Annotated coordinate records
-=-=-=-=-
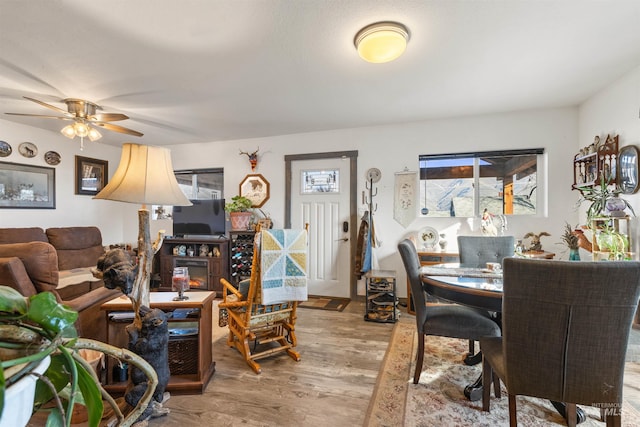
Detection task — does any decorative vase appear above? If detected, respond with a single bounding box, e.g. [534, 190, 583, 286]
[438, 233, 448, 251]
[569, 248, 580, 261]
[229, 212, 253, 230]
[605, 197, 627, 217]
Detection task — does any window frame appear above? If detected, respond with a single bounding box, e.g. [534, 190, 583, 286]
[418, 148, 547, 218]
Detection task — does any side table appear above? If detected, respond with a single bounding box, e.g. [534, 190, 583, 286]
[100, 291, 216, 394]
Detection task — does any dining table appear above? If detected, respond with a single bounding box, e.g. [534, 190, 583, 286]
[420, 263, 586, 423]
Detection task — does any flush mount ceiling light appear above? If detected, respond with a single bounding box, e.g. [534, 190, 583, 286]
[353, 22, 409, 64]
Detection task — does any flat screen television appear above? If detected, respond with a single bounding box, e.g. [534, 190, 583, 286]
[173, 199, 226, 237]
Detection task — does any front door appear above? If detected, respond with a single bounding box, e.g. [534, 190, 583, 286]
[286, 153, 355, 298]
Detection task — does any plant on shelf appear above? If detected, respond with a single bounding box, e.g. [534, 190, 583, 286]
[224, 196, 253, 213]
[561, 222, 580, 261]
[595, 224, 631, 261]
[577, 174, 635, 222]
[224, 196, 253, 230]
[0, 286, 158, 426]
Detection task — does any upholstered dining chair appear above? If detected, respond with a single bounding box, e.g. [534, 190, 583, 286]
[458, 236, 515, 268]
[398, 239, 500, 384]
[480, 258, 640, 426]
[458, 236, 515, 365]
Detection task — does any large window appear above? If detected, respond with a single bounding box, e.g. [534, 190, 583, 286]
[420, 149, 544, 217]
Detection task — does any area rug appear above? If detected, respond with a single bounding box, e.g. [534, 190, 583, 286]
[364, 322, 640, 427]
[298, 295, 351, 311]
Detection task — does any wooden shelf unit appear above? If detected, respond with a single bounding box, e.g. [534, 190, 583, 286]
[158, 237, 229, 295]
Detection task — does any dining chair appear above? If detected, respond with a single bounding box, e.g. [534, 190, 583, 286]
[480, 258, 640, 426]
[398, 239, 500, 384]
[458, 236, 515, 268]
[458, 236, 515, 365]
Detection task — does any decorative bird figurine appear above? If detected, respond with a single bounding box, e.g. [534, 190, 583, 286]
[524, 231, 551, 252]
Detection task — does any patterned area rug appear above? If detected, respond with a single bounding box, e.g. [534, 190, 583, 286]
[364, 322, 640, 427]
[298, 295, 351, 311]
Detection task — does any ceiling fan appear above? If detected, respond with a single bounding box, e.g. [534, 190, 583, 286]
[5, 96, 143, 150]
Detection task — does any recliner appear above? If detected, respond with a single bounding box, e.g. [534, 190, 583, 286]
[398, 239, 500, 384]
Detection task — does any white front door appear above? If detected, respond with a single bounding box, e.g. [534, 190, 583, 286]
[291, 158, 351, 298]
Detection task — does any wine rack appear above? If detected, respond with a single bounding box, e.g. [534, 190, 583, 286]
[229, 231, 256, 285]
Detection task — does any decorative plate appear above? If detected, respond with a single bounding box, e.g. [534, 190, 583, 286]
[18, 142, 38, 158]
[418, 227, 440, 248]
[0, 141, 13, 157]
[44, 151, 60, 165]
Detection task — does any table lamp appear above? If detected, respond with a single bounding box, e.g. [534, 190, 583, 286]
[94, 143, 191, 328]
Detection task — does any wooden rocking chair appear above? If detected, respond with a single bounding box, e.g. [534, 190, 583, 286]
[219, 230, 307, 374]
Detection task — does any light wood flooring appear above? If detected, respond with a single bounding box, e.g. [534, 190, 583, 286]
[149, 301, 640, 427]
[149, 301, 392, 427]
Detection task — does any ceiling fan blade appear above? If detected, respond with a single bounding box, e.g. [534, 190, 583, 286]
[5, 113, 73, 120]
[89, 113, 129, 122]
[91, 122, 144, 136]
[23, 96, 71, 116]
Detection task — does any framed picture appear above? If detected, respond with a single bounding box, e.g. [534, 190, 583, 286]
[0, 162, 56, 209]
[76, 156, 109, 196]
[240, 174, 269, 208]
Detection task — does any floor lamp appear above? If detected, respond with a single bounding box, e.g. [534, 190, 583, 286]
[95, 143, 191, 420]
[95, 143, 191, 327]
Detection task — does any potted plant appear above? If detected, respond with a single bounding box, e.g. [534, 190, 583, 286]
[577, 176, 635, 222]
[0, 286, 158, 427]
[224, 195, 253, 230]
[561, 222, 580, 261]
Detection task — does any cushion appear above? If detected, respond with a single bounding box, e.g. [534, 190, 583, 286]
[0, 242, 58, 292]
[47, 227, 104, 271]
[0, 227, 48, 244]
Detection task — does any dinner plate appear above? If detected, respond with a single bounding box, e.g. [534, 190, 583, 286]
[418, 227, 440, 248]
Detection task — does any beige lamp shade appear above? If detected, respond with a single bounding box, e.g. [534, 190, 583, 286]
[353, 22, 409, 63]
[94, 143, 191, 206]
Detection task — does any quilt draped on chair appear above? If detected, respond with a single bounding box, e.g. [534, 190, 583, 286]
[260, 229, 307, 304]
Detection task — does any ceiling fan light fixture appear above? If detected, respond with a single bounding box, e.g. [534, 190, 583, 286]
[73, 122, 89, 138]
[353, 21, 409, 64]
[60, 125, 76, 139]
[89, 127, 102, 142]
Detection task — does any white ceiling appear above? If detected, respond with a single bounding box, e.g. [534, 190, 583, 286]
[0, 0, 640, 145]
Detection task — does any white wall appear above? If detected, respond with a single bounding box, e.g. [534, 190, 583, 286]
[578, 67, 640, 256]
[0, 108, 578, 296]
[172, 108, 578, 296]
[0, 120, 132, 244]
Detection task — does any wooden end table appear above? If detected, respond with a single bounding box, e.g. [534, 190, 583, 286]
[100, 291, 216, 394]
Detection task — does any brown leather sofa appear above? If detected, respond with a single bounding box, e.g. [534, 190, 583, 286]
[0, 227, 122, 341]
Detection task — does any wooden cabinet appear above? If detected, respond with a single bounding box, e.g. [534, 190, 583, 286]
[158, 238, 229, 294]
[364, 270, 398, 323]
[100, 292, 216, 394]
[571, 135, 618, 190]
[407, 251, 460, 314]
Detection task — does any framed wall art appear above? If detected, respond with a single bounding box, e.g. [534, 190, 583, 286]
[76, 156, 109, 196]
[0, 162, 56, 209]
[240, 174, 270, 208]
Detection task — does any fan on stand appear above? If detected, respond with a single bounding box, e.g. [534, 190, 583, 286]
[5, 96, 143, 150]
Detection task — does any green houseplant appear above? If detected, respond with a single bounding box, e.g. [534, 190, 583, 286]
[0, 286, 158, 426]
[224, 195, 253, 230]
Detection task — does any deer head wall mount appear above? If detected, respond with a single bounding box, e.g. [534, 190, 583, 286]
[240, 147, 260, 172]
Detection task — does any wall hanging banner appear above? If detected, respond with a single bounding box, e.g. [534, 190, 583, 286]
[393, 170, 418, 228]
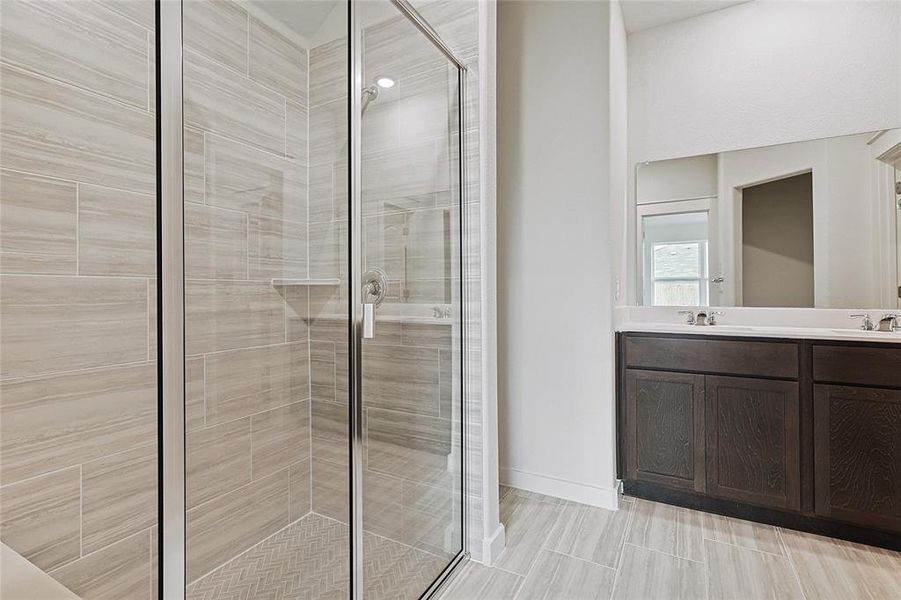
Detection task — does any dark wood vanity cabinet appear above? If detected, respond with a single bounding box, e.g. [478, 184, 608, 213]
[813, 344, 901, 532]
[617, 333, 901, 547]
[705, 377, 801, 510]
[625, 369, 706, 492]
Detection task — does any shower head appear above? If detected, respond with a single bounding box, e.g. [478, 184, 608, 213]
[362, 85, 379, 112]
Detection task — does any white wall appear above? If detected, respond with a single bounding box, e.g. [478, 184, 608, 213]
[620, 0, 901, 303]
[712, 134, 885, 308]
[497, 0, 622, 507]
[629, 0, 901, 162]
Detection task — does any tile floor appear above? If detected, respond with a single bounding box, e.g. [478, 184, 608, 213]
[441, 488, 901, 600]
[187, 513, 450, 600]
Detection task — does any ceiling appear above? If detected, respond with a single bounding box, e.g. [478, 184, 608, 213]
[250, 0, 336, 39]
[620, 0, 750, 33]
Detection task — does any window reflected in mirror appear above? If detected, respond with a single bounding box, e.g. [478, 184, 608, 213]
[642, 211, 710, 306]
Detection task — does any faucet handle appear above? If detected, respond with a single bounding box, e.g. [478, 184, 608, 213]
[850, 313, 875, 331]
[679, 310, 695, 325]
[879, 313, 901, 332]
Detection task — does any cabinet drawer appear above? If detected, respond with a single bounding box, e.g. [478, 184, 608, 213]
[813, 344, 901, 388]
[625, 335, 798, 379]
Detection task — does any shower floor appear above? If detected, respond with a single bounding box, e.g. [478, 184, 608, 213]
[187, 513, 449, 600]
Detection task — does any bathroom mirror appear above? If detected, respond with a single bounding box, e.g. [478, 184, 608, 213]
[634, 129, 901, 309]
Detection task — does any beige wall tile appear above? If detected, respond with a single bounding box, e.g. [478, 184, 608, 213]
[205, 132, 307, 223]
[311, 400, 350, 465]
[185, 356, 205, 431]
[101, 0, 156, 29]
[0, 65, 156, 194]
[363, 470, 404, 541]
[309, 163, 337, 223]
[308, 100, 348, 166]
[705, 540, 804, 600]
[50, 529, 151, 600]
[81, 440, 158, 554]
[0, 363, 157, 483]
[309, 221, 347, 279]
[185, 204, 247, 279]
[184, 127, 206, 204]
[0, 171, 78, 275]
[184, 49, 285, 155]
[187, 470, 289, 582]
[247, 215, 307, 279]
[185, 417, 252, 508]
[0, 1, 149, 108]
[206, 342, 310, 425]
[251, 400, 310, 480]
[364, 408, 451, 484]
[310, 36, 348, 106]
[0, 275, 147, 378]
[249, 17, 308, 105]
[185, 279, 285, 354]
[0, 467, 81, 571]
[360, 141, 442, 216]
[363, 16, 447, 84]
[363, 344, 439, 416]
[78, 184, 156, 277]
[313, 458, 350, 523]
[279, 285, 310, 342]
[310, 341, 336, 402]
[183, 0, 247, 74]
[290, 458, 313, 521]
[402, 477, 463, 555]
[285, 100, 310, 165]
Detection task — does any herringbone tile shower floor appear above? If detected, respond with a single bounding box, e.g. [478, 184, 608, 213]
[187, 514, 449, 600]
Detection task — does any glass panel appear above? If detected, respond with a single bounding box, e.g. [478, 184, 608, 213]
[0, 0, 158, 598]
[184, 0, 350, 599]
[361, 2, 462, 598]
[895, 165, 901, 308]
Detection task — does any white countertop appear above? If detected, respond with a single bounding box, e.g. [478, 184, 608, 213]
[616, 321, 901, 344]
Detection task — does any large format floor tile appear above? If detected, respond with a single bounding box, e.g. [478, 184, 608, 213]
[430, 486, 901, 600]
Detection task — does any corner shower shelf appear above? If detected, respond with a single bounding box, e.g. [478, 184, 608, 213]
[272, 279, 341, 287]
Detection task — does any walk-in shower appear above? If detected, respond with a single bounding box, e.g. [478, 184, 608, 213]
[0, 0, 466, 600]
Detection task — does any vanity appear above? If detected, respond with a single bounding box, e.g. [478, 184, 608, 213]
[616, 323, 901, 549]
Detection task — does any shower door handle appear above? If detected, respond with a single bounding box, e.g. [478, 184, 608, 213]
[363, 303, 375, 340]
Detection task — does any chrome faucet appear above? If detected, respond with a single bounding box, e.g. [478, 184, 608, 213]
[877, 315, 901, 332]
[851, 314, 876, 331]
[679, 310, 725, 327]
[679, 310, 695, 325]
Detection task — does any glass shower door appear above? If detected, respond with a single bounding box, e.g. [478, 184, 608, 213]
[356, 2, 463, 598]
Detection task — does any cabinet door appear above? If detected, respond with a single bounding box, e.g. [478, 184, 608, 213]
[625, 369, 704, 492]
[813, 385, 901, 531]
[706, 377, 801, 510]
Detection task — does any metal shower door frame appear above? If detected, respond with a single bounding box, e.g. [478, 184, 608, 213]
[347, 0, 468, 600]
[161, 0, 469, 600]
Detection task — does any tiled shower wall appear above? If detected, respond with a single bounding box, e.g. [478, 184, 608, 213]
[184, 0, 310, 582]
[0, 0, 157, 598]
[0, 0, 481, 598]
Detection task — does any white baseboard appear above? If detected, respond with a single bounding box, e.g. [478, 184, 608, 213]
[498, 468, 619, 510]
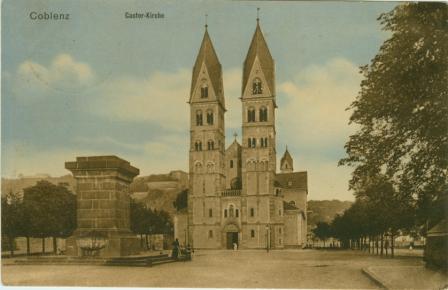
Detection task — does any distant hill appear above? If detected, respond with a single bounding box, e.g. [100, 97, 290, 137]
[1, 170, 188, 214]
[1, 174, 352, 224]
[308, 199, 353, 228]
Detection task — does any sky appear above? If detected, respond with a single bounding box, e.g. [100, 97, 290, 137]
[1, 0, 396, 200]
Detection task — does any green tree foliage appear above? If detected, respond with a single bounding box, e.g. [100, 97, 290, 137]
[340, 2, 448, 228]
[313, 222, 331, 247]
[173, 189, 188, 211]
[1, 192, 26, 256]
[23, 180, 76, 251]
[130, 199, 173, 248]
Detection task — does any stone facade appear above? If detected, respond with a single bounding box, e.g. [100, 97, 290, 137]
[175, 21, 308, 249]
[65, 156, 140, 256]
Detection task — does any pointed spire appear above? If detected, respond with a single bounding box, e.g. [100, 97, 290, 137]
[190, 22, 224, 107]
[242, 14, 275, 94]
[280, 145, 294, 173]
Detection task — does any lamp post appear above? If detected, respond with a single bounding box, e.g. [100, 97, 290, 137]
[266, 225, 269, 253]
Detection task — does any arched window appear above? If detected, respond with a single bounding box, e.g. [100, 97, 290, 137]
[194, 141, 202, 151]
[259, 107, 268, 122]
[194, 161, 202, 172]
[207, 110, 213, 125]
[252, 78, 263, 95]
[260, 138, 268, 147]
[194, 141, 202, 151]
[196, 110, 202, 126]
[207, 140, 215, 150]
[247, 108, 255, 123]
[201, 81, 208, 99]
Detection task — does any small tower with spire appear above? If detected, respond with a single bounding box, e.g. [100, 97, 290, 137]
[241, 13, 277, 195]
[188, 22, 226, 196]
[280, 146, 294, 173]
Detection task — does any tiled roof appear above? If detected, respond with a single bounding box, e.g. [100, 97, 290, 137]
[280, 149, 292, 165]
[275, 171, 308, 191]
[242, 22, 275, 94]
[283, 201, 298, 210]
[190, 29, 225, 107]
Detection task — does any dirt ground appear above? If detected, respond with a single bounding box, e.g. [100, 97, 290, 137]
[2, 250, 422, 289]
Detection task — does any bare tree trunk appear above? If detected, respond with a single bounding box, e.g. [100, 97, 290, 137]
[26, 237, 31, 256]
[390, 233, 395, 258]
[8, 237, 14, 257]
[53, 237, 58, 254]
[375, 235, 379, 255]
[380, 234, 384, 256]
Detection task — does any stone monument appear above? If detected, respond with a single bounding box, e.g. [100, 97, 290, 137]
[65, 156, 140, 257]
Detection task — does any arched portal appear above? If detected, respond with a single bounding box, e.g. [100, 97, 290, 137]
[223, 223, 240, 249]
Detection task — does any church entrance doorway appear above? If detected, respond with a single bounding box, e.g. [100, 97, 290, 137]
[227, 232, 238, 249]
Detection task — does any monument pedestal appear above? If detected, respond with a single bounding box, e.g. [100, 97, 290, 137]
[65, 156, 140, 257]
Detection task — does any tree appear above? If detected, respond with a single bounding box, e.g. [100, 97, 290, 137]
[23, 180, 76, 253]
[340, 2, 448, 229]
[313, 222, 331, 247]
[173, 189, 188, 211]
[1, 192, 25, 256]
[130, 199, 173, 249]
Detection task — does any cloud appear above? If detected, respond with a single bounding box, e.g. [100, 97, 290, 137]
[277, 58, 361, 199]
[91, 69, 191, 131]
[278, 58, 361, 152]
[12, 53, 95, 101]
[2, 54, 361, 199]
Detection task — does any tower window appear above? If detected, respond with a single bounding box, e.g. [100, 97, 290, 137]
[201, 83, 208, 99]
[247, 108, 255, 123]
[229, 205, 233, 217]
[259, 107, 268, 122]
[194, 141, 202, 151]
[207, 140, 215, 150]
[260, 138, 268, 147]
[196, 111, 202, 126]
[252, 78, 263, 95]
[207, 111, 213, 125]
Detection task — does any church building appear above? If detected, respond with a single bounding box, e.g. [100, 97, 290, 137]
[174, 19, 308, 249]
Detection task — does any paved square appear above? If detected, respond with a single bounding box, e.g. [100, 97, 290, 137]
[2, 250, 422, 289]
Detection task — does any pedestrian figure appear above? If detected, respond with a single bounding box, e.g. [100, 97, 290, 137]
[171, 239, 179, 260]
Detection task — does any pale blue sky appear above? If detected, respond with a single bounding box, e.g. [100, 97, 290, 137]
[2, 0, 395, 199]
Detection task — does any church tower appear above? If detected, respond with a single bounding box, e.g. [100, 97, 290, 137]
-=-=-=-=-
● Directive
Can you transcribe, word for word, the stretch of the records that opens with the line containing "Detection task — does any large format" and closes with the line containing "[272, 279, 341, 287]", with both of those lines included?

● Answer to this exercise
Detection task — does any large format floor tile appear above? If detected, respond with a single bounding box, e.g. [478, 184, 608, 213]
[430, 486, 901, 600]
Detection task — does any corner shower shelf appear above? If detected, respond with a single bounding box, e.g. [478, 184, 608, 213]
[272, 279, 341, 287]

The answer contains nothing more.